◆ WORK TO DO ◆
Please gather every line from the items below that contains the word "cork", copying each line in full.

◆ ENTRIES SUPPLIED ◆
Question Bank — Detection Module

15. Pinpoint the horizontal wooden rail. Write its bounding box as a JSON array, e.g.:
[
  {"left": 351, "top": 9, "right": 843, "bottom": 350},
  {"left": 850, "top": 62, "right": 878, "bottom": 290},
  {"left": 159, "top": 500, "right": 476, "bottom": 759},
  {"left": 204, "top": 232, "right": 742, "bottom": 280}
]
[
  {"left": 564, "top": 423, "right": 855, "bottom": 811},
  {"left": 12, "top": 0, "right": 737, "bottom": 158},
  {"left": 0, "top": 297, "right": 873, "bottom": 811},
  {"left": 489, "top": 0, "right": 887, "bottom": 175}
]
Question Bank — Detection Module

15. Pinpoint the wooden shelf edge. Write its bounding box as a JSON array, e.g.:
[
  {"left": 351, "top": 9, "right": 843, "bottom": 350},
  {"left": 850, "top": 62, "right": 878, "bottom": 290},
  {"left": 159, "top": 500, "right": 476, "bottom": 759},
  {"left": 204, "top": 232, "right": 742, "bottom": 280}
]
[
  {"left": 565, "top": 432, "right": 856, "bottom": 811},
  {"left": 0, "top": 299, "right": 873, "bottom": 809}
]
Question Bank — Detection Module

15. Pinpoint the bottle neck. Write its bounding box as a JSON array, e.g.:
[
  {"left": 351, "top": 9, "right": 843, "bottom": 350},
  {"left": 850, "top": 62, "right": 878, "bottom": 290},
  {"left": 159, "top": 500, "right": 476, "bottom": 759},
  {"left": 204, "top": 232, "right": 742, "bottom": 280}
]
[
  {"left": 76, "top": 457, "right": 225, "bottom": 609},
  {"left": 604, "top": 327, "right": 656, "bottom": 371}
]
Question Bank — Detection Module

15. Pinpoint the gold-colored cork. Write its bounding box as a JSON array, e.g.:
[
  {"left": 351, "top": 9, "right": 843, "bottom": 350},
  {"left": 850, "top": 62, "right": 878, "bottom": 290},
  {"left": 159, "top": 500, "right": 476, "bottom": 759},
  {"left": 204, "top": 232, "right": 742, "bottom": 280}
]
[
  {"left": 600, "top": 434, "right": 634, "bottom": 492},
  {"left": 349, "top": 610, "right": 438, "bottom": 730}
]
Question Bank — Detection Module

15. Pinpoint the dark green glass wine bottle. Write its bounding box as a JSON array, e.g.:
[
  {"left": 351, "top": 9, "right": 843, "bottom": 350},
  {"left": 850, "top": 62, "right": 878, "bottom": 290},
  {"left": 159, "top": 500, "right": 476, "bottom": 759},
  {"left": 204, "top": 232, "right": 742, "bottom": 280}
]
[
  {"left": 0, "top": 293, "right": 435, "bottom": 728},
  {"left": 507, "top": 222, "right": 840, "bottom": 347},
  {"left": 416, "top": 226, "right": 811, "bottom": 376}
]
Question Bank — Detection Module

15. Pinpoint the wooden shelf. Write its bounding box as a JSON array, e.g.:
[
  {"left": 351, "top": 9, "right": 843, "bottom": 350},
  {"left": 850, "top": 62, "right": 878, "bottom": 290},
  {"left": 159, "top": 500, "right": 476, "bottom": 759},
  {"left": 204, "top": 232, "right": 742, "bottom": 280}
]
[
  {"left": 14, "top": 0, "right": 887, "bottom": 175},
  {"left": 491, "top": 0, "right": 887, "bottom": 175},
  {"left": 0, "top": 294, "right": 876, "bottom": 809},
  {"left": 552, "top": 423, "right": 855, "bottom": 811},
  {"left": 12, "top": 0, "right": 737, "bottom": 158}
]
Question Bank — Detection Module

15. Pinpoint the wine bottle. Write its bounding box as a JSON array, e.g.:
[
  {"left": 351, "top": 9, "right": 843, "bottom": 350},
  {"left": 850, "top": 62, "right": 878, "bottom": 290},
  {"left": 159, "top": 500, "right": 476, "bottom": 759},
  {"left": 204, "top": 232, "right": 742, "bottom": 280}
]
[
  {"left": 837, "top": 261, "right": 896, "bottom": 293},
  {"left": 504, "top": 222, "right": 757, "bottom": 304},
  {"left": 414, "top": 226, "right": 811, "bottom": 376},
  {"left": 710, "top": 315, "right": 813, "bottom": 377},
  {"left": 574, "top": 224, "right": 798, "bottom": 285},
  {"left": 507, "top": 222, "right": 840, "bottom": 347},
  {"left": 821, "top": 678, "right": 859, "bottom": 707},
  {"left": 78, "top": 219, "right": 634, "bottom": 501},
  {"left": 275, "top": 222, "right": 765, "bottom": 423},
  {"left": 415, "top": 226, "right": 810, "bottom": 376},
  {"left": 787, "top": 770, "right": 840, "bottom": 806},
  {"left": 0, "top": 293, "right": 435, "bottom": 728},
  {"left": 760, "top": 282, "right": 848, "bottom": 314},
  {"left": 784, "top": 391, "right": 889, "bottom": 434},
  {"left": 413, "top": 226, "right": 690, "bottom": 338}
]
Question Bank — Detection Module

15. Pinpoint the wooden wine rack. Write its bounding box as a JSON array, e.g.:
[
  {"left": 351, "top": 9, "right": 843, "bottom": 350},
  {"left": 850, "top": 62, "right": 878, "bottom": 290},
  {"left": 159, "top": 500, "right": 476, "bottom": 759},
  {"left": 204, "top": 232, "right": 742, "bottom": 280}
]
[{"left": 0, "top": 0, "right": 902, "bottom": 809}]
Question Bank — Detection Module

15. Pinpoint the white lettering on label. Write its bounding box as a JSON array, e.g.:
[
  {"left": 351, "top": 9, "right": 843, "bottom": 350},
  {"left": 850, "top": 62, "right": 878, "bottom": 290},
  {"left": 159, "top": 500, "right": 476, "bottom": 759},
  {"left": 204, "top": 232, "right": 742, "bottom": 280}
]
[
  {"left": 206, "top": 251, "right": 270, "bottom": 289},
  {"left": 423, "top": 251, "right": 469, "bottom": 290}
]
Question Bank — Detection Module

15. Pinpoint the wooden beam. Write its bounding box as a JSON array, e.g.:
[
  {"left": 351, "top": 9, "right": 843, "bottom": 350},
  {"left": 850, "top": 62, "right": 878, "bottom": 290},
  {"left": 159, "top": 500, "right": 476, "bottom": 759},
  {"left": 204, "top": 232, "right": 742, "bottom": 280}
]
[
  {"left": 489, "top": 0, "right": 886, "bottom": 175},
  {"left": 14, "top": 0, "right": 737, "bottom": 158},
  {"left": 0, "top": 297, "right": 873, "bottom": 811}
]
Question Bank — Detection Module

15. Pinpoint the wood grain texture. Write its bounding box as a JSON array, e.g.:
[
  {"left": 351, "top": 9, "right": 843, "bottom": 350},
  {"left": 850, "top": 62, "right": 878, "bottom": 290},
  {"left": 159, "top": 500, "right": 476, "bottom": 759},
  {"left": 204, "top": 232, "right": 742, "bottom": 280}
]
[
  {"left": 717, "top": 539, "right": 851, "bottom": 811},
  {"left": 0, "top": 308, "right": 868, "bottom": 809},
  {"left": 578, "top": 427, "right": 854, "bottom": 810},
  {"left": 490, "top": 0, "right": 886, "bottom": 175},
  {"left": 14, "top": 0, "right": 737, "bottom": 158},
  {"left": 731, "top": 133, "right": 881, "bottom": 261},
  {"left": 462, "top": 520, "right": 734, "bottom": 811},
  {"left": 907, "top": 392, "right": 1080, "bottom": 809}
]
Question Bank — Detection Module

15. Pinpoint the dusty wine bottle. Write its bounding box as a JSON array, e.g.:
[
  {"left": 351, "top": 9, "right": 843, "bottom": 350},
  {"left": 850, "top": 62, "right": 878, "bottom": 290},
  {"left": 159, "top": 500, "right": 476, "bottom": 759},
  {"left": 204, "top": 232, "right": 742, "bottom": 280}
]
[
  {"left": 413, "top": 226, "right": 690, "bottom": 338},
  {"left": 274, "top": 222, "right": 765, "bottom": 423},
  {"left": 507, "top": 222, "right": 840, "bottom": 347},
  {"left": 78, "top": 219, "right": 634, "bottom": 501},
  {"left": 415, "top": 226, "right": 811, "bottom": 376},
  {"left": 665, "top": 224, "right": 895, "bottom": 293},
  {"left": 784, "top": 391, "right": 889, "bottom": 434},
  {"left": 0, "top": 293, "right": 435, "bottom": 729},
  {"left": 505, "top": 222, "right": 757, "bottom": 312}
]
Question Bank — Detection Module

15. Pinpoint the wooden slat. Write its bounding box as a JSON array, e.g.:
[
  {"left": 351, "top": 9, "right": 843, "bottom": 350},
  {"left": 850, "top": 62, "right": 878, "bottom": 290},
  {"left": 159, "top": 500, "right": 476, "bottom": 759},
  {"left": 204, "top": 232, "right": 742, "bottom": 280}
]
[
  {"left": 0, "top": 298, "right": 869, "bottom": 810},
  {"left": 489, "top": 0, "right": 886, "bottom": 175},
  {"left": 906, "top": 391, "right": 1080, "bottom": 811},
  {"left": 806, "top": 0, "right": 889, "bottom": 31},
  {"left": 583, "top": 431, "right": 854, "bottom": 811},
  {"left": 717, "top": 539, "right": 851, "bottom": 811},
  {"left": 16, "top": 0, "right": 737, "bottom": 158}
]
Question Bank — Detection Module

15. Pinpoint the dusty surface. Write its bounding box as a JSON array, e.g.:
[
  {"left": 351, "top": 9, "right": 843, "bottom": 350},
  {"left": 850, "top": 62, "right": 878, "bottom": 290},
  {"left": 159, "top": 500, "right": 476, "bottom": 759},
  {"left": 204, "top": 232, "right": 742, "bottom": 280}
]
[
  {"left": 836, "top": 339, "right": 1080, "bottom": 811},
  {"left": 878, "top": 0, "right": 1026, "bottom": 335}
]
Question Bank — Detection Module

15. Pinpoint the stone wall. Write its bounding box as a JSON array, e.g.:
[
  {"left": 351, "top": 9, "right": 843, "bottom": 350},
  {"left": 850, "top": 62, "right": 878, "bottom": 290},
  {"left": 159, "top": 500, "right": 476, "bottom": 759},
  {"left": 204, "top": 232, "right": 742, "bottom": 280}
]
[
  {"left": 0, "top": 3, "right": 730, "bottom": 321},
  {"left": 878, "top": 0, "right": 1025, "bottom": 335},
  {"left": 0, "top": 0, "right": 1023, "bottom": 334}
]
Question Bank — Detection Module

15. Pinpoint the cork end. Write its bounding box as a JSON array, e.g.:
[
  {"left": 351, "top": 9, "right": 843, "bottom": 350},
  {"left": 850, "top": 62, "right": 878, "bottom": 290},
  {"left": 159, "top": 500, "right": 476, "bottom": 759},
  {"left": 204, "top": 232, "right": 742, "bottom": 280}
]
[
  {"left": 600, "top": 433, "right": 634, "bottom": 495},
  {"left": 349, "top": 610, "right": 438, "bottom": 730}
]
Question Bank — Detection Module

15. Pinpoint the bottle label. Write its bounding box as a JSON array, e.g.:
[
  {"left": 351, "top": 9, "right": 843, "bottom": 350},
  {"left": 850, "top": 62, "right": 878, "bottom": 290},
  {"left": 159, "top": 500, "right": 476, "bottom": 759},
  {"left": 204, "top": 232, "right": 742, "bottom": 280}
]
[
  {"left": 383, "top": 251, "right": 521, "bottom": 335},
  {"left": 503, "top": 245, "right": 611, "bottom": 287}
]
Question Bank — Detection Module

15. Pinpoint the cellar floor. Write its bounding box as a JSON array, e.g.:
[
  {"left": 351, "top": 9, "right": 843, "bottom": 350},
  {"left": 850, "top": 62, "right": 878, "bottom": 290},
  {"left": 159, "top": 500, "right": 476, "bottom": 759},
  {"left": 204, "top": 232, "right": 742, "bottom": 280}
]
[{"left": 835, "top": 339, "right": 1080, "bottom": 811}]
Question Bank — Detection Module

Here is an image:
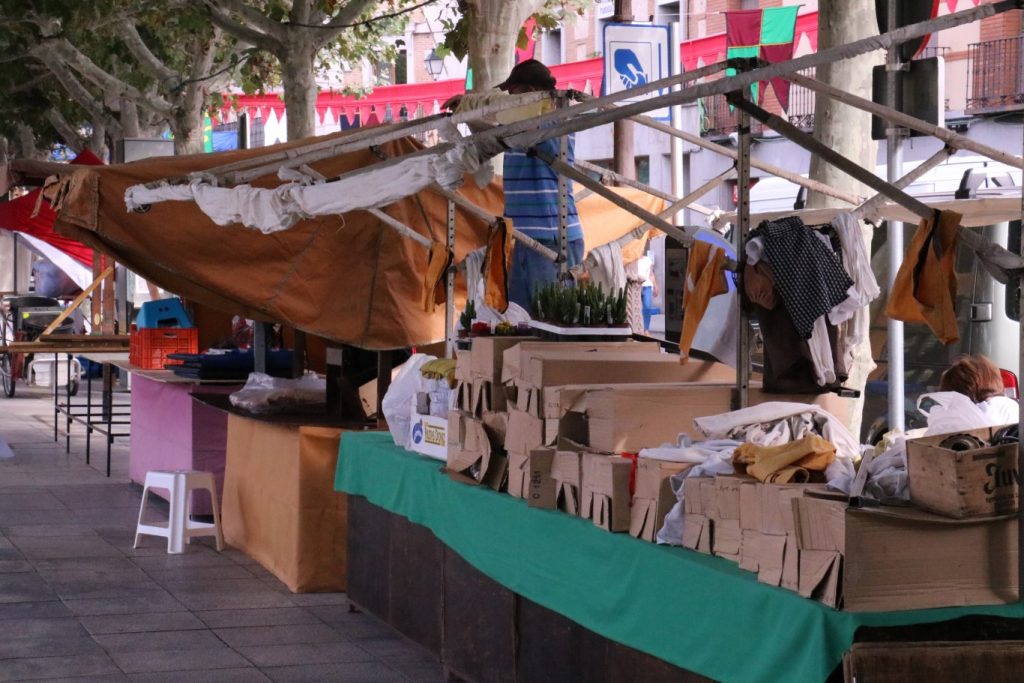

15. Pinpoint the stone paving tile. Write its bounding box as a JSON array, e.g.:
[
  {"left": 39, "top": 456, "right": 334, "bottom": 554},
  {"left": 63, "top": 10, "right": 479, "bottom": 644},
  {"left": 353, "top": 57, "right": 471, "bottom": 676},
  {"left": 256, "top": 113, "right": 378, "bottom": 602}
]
[
  {"left": 263, "top": 661, "right": 409, "bottom": 683},
  {"left": 93, "top": 629, "right": 223, "bottom": 656},
  {"left": 0, "top": 573, "right": 56, "bottom": 603},
  {"left": 111, "top": 646, "right": 252, "bottom": 681},
  {"left": 79, "top": 611, "right": 208, "bottom": 636},
  {"left": 11, "top": 537, "right": 121, "bottom": 560},
  {"left": 237, "top": 642, "right": 374, "bottom": 678},
  {"left": 0, "top": 560, "right": 36, "bottom": 573},
  {"left": 32, "top": 557, "right": 139, "bottom": 577},
  {"left": 195, "top": 607, "right": 321, "bottom": 629},
  {"left": 63, "top": 591, "right": 185, "bottom": 616},
  {"left": 0, "top": 652, "right": 123, "bottom": 681},
  {"left": 0, "top": 635, "right": 102, "bottom": 660},
  {"left": 386, "top": 659, "right": 447, "bottom": 683},
  {"left": 0, "top": 613, "right": 89, "bottom": 640},
  {"left": 0, "top": 596, "right": 74, "bottom": 631},
  {"left": 357, "top": 636, "right": 434, "bottom": 664},
  {"left": 214, "top": 624, "right": 346, "bottom": 649},
  {"left": 145, "top": 564, "right": 253, "bottom": 586},
  {"left": 130, "top": 667, "right": 270, "bottom": 683},
  {"left": 0, "top": 524, "right": 97, "bottom": 543}
]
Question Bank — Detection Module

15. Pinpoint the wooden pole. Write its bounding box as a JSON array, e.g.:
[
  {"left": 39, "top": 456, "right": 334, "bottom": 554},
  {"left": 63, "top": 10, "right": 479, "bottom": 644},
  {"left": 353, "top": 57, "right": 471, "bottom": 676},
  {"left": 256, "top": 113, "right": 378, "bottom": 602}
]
[
  {"left": 39, "top": 265, "right": 114, "bottom": 337},
  {"left": 730, "top": 97, "right": 935, "bottom": 218},
  {"left": 785, "top": 74, "right": 1024, "bottom": 168}
]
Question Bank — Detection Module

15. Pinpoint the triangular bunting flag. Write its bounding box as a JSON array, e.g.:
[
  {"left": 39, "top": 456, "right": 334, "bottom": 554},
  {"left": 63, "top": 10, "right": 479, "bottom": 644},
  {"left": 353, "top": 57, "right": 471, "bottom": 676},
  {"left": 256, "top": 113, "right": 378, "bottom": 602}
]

◆ COMPLETED TASK ◆
15. Pinpoint the gold-colored cork. Write its bounding box as a JSON array, e.g.:
15. Pinpoint the cork end. Write its bounding box as a JSON array, e.g.:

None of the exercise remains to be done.